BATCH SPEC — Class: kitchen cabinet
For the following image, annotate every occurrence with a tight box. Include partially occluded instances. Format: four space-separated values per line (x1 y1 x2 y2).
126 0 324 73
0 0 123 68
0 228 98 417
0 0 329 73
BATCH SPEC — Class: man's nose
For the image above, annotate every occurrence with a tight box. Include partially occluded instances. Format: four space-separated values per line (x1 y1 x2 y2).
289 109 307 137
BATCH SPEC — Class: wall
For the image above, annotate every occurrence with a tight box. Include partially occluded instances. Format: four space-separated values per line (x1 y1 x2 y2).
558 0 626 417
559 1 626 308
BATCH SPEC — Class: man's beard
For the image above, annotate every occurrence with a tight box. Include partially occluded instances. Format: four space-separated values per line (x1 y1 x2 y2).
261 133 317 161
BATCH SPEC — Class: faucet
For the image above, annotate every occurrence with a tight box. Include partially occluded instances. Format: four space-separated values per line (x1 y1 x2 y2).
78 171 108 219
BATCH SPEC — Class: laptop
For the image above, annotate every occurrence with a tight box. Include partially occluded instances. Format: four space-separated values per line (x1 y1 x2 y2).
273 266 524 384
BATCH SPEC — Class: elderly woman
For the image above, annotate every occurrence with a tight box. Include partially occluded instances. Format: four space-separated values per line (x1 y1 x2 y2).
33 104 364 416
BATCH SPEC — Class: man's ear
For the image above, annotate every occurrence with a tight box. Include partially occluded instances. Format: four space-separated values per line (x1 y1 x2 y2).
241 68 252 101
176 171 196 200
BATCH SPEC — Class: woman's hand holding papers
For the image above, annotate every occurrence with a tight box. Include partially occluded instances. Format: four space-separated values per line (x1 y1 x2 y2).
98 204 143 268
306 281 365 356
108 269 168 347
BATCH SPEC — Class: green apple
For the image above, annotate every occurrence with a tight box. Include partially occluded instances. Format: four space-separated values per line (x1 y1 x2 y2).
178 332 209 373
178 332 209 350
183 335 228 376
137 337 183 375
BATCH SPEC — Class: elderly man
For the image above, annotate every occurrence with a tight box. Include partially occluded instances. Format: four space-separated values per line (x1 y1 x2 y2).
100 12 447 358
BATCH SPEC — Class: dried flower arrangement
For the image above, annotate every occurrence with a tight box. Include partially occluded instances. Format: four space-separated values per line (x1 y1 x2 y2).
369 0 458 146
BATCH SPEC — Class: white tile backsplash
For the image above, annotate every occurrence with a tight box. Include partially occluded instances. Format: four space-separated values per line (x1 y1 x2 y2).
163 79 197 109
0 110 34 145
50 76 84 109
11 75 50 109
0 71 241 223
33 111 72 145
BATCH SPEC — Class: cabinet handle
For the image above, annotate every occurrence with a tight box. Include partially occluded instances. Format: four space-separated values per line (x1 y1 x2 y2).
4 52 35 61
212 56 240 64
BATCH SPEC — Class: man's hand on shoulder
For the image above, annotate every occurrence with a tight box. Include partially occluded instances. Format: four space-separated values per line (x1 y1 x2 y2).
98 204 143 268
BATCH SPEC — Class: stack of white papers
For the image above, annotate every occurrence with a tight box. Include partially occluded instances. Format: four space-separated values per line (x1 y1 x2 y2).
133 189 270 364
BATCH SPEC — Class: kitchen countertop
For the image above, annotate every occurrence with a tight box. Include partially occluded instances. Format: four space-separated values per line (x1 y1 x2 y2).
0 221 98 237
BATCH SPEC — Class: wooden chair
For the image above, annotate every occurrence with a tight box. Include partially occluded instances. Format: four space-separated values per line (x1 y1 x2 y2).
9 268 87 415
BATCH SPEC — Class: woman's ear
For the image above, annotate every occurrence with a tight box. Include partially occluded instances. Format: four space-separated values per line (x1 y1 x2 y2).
──────────────────────────────
▶ **THE TASK**:
Identify each line of the entries above that contains the string "white", and copy those lines in full.

▶ **RESULT FOR THIS TASK**:
BATCH SPEC — Class: white tile backsplash
BATCH SPEC — Class: stack of white papers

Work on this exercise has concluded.